Add 33 to every bounding-box coordinate in the answers, then write out the records from the start up to and including the line with "143,134 -> 211,176". Keep every other line unchanged.

Excerpts of labeled region data:
◇ ◇ ◇ ◇
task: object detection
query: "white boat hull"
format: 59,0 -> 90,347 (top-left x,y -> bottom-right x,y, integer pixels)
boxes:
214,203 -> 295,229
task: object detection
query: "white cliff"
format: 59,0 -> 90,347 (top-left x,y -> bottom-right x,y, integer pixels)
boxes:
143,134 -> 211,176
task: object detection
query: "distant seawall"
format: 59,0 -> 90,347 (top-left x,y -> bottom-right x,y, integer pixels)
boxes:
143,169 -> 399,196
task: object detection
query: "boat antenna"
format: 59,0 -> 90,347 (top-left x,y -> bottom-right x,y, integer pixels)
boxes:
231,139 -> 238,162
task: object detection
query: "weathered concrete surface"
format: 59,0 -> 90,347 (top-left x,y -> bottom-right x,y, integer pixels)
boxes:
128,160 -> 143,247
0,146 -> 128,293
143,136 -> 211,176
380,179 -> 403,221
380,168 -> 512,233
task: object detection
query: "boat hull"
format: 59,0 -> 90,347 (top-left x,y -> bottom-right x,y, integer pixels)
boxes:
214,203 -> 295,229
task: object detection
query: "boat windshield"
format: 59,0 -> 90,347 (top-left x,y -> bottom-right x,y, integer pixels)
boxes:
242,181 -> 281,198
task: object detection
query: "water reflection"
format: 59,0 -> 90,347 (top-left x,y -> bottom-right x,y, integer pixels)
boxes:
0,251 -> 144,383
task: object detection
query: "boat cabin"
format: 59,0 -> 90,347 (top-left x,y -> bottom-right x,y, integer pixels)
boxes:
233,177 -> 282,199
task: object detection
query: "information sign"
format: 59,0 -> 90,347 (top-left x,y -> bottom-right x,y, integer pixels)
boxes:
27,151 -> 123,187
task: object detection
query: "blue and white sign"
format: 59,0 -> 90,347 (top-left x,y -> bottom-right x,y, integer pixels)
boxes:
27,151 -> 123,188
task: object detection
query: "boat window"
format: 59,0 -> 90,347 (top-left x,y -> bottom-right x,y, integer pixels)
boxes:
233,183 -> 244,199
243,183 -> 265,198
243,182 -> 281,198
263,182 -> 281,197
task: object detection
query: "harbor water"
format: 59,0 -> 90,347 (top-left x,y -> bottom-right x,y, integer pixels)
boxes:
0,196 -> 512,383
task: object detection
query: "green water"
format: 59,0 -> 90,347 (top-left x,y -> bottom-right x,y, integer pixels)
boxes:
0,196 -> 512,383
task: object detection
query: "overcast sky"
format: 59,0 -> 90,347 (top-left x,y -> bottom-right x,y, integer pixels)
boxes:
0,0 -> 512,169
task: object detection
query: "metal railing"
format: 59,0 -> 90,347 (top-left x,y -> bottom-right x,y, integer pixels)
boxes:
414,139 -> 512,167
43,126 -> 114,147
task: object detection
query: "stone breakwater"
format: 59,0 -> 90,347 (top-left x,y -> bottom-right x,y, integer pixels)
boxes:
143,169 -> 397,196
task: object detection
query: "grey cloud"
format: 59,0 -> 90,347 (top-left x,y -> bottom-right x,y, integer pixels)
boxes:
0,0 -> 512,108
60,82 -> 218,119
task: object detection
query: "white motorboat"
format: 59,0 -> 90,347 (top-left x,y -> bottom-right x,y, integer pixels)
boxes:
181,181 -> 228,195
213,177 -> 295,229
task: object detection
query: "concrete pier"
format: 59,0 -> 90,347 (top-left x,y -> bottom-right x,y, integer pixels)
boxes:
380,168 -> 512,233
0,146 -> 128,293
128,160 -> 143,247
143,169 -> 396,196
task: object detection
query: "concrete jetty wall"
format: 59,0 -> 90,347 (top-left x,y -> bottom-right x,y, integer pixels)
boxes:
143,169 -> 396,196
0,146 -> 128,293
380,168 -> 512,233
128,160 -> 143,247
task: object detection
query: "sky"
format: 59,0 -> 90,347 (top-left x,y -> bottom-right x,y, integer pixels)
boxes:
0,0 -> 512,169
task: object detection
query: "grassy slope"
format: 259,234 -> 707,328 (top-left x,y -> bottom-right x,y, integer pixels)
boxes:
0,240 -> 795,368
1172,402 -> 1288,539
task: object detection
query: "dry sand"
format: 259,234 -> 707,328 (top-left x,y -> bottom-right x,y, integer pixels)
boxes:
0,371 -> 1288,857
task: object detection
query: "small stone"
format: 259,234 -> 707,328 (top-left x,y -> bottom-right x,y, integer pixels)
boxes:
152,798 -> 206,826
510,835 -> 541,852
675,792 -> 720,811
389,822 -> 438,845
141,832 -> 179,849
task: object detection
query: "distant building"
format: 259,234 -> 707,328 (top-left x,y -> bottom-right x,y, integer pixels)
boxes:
◇ ◇ ◇ ◇
Answer to the exercise -
task: object detection
query: "white boat hull"
format: 59,0 -> 90,347 (top-left x,y -> bottom-right x,y, integer pixels)
boxes:
247,236 -> 328,262
task: object detection
query: "white cliff"
format: 59,0 -> 90,347 (top-left x,y -> bottom-right x,y, integer pixels)
boxes:
176,167 -> 244,209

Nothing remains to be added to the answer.